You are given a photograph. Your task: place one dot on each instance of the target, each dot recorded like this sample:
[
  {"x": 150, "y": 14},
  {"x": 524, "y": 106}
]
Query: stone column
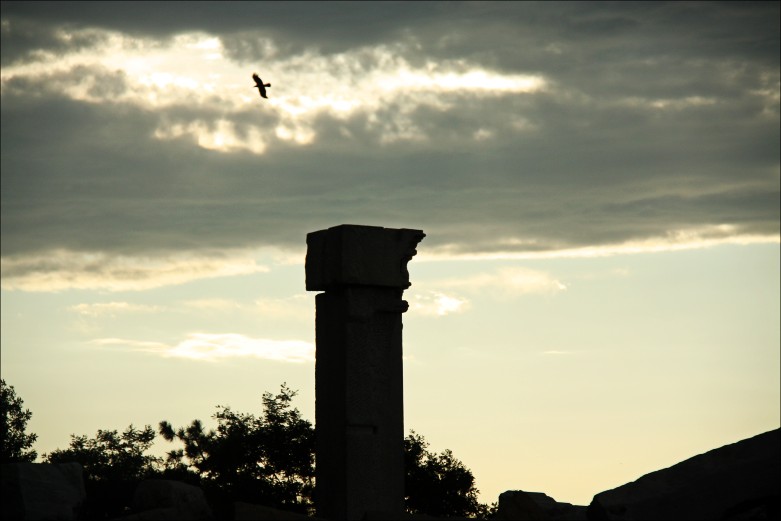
[{"x": 359, "y": 409}]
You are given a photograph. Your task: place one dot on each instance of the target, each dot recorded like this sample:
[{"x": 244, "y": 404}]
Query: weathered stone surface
[
  {"x": 737, "y": 481},
  {"x": 518, "y": 504},
  {"x": 166, "y": 496},
  {"x": 356, "y": 255},
  {"x": 359, "y": 413},
  {"x": 41, "y": 490}
]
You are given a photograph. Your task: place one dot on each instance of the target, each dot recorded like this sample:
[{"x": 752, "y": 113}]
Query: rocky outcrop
[
  {"x": 737, "y": 481},
  {"x": 41, "y": 490},
  {"x": 167, "y": 499},
  {"x": 521, "y": 505}
]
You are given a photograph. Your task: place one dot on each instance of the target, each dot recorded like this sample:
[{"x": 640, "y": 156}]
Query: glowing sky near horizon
[{"x": 597, "y": 296}]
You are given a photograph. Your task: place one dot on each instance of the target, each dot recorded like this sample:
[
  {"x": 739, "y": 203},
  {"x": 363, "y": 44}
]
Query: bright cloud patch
[
  {"x": 210, "y": 347},
  {"x": 112, "y": 309},
  {"x": 61, "y": 270},
  {"x": 435, "y": 303},
  {"x": 509, "y": 282}
]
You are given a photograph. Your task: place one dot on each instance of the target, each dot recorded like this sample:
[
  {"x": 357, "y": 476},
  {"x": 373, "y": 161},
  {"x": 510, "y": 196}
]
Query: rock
[
  {"x": 737, "y": 481},
  {"x": 518, "y": 504},
  {"x": 251, "y": 512},
  {"x": 41, "y": 490},
  {"x": 167, "y": 499},
  {"x": 556, "y": 510}
]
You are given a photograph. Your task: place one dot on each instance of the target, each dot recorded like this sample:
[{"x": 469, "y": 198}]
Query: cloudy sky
[{"x": 597, "y": 295}]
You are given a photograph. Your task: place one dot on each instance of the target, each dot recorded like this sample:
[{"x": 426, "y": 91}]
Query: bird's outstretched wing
[{"x": 259, "y": 84}]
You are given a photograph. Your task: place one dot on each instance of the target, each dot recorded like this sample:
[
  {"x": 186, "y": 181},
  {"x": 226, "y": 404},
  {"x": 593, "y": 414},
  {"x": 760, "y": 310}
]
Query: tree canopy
[
  {"x": 267, "y": 459},
  {"x": 15, "y": 443}
]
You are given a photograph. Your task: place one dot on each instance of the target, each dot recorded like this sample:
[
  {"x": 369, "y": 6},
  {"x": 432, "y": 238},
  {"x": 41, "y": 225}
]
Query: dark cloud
[{"x": 654, "y": 122}]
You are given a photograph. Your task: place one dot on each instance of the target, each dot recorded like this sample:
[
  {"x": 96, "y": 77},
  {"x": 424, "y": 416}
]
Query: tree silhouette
[
  {"x": 267, "y": 459},
  {"x": 439, "y": 484},
  {"x": 15, "y": 444},
  {"x": 111, "y": 456}
]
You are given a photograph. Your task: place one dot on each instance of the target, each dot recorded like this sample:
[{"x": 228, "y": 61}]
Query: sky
[{"x": 597, "y": 295}]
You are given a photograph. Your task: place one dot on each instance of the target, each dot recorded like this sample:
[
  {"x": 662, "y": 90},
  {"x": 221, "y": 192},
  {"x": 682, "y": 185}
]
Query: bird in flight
[{"x": 260, "y": 85}]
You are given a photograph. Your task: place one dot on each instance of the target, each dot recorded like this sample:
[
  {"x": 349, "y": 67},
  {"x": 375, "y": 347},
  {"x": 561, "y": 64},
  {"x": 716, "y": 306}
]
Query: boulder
[
  {"x": 167, "y": 499},
  {"x": 521, "y": 505},
  {"x": 738, "y": 481},
  {"x": 252, "y": 512},
  {"x": 41, "y": 490}
]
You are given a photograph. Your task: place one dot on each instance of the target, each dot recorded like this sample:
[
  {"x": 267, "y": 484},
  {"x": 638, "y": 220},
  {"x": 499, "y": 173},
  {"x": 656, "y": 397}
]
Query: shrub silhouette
[
  {"x": 267, "y": 459},
  {"x": 15, "y": 444}
]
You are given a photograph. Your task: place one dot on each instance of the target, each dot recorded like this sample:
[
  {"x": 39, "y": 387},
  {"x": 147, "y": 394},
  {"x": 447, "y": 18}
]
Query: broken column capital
[{"x": 356, "y": 255}]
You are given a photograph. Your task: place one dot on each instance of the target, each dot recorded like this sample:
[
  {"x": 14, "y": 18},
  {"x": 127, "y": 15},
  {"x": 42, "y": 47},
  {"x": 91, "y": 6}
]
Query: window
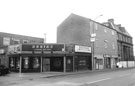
[
  {"x": 112, "y": 32},
  {"x": 96, "y": 26},
  {"x": 113, "y": 46},
  {"x": 105, "y": 43},
  {"x": 16, "y": 41},
  {"x": 25, "y": 63},
  {"x": 36, "y": 62},
  {"x": 105, "y": 30},
  {"x": 25, "y": 41},
  {"x": 6, "y": 41}
]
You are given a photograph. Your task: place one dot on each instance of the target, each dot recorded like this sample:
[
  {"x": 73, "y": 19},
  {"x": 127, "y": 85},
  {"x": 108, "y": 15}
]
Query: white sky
[{"x": 36, "y": 17}]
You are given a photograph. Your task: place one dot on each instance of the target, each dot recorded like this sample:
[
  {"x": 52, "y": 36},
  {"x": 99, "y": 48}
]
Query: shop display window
[
  {"x": 36, "y": 63},
  {"x": 12, "y": 62},
  {"x": 17, "y": 63},
  {"x": 25, "y": 62}
]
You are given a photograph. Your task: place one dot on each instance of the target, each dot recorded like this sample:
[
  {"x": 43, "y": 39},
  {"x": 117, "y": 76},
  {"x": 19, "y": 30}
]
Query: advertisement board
[{"x": 85, "y": 49}]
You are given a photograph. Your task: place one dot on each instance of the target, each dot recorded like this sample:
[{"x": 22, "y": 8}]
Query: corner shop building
[{"x": 49, "y": 57}]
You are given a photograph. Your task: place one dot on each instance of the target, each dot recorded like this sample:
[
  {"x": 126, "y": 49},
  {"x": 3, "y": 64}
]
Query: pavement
[{"x": 58, "y": 74}]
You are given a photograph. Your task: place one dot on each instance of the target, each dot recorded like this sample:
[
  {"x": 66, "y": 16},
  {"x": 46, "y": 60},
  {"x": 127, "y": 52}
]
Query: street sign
[
  {"x": 92, "y": 39},
  {"x": 93, "y": 35}
]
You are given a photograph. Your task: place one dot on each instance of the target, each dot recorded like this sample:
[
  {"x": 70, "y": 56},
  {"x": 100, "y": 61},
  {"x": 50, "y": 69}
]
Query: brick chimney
[
  {"x": 111, "y": 21},
  {"x": 119, "y": 25}
]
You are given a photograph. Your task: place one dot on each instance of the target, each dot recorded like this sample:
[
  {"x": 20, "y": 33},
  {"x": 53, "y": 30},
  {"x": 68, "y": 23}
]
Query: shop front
[{"x": 47, "y": 58}]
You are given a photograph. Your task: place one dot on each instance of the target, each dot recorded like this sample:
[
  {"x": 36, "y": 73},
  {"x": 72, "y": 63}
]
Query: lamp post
[{"x": 93, "y": 39}]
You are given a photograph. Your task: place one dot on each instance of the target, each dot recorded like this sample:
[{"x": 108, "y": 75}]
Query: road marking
[
  {"x": 124, "y": 74},
  {"x": 97, "y": 81},
  {"x": 67, "y": 83}
]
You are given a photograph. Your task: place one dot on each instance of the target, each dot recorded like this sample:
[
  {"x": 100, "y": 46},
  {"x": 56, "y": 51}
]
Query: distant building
[
  {"x": 7, "y": 39},
  {"x": 84, "y": 31},
  {"x": 124, "y": 41}
]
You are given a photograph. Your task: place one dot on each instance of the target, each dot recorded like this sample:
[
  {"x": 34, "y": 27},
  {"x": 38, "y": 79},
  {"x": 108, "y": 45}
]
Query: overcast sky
[{"x": 36, "y": 17}]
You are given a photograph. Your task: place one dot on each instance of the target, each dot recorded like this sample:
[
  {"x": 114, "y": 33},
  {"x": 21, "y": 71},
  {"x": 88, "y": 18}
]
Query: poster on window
[{"x": 6, "y": 41}]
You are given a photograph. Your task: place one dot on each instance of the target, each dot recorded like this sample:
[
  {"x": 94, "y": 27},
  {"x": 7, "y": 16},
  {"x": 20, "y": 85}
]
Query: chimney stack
[
  {"x": 111, "y": 20},
  {"x": 119, "y": 25}
]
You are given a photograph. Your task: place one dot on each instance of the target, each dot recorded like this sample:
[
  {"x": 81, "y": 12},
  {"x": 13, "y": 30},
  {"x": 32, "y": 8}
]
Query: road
[{"x": 109, "y": 78}]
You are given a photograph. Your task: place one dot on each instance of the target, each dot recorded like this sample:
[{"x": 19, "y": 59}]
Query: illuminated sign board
[{"x": 43, "y": 48}]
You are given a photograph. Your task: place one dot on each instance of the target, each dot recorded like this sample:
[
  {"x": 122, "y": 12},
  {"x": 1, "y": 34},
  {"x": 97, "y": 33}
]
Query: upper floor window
[
  {"x": 25, "y": 41},
  {"x": 96, "y": 26},
  {"x": 112, "y": 32},
  {"x": 105, "y": 43},
  {"x": 113, "y": 46},
  {"x": 16, "y": 41}
]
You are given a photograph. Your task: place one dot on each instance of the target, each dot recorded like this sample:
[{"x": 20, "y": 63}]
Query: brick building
[
  {"x": 125, "y": 44},
  {"x": 84, "y": 31},
  {"x": 7, "y": 39}
]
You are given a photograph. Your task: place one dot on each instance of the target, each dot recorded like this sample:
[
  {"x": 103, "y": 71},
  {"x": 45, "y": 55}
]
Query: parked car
[{"x": 3, "y": 70}]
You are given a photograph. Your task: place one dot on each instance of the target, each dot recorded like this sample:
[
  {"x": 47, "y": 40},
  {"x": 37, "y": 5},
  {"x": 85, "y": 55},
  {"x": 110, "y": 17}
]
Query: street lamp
[{"x": 93, "y": 39}]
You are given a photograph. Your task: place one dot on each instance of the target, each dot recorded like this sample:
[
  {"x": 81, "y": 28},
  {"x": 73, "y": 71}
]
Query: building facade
[
  {"x": 7, "y": 39},
  {"x": 49, "y": 57},
  {"x": 84, "y": 31},
  {"x": 125, "y": 44}
]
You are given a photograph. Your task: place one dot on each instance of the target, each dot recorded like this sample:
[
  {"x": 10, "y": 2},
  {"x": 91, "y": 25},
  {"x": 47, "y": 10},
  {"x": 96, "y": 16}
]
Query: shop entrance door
[{"x": 46, "y": 64}]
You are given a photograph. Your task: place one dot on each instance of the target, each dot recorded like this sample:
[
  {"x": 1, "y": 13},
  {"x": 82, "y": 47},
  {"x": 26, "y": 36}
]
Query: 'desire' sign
[{"x": 42, "y": 48}]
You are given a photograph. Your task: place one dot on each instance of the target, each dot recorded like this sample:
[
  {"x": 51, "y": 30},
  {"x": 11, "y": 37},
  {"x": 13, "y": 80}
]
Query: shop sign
[
  {"x": 14, "y": 49},
  {"x": 82, "y": 49},
  {"x": 107, "y": 55},
  {"x": 43, "y": 48}
]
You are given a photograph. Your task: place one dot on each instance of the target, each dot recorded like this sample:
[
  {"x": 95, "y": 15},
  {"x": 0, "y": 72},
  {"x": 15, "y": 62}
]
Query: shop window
[
  {"x": 26, "y": 63},
  {"x": 25, "y": 41},
  {"x": 113, "y": 46},
  {"x": 16, "y": 41},
  {"x": 36, "y": 62},
  {"x": 12, "y": 63},
  {"x": 105, "y": 45},
  {"x": 100, "y": 61}
]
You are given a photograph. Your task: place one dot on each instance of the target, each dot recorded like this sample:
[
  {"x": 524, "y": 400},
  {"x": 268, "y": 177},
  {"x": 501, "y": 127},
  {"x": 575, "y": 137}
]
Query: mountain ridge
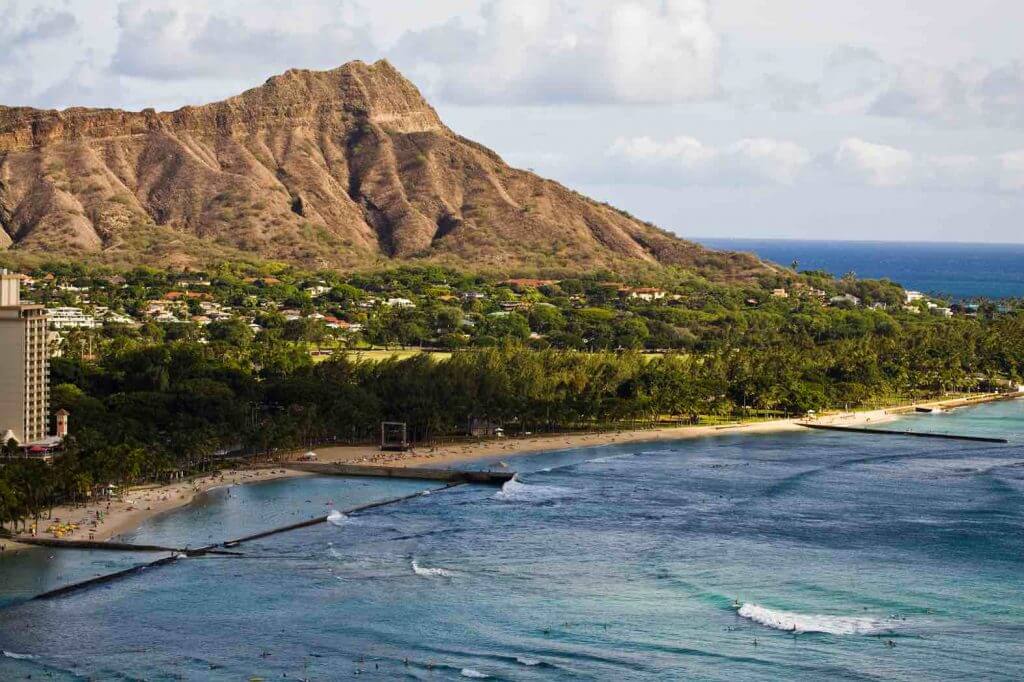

| Verilen görev |
Lütfen yukarıdaki kayıtlarda "board" kelimesinin geçtiği her satırı bulup kopyalayın. Büyük ve küçük harf ayrımı dikkate alınmalıdır.

| Beklenen çıktı |
Query: advertisement board
Query: illuminated sign board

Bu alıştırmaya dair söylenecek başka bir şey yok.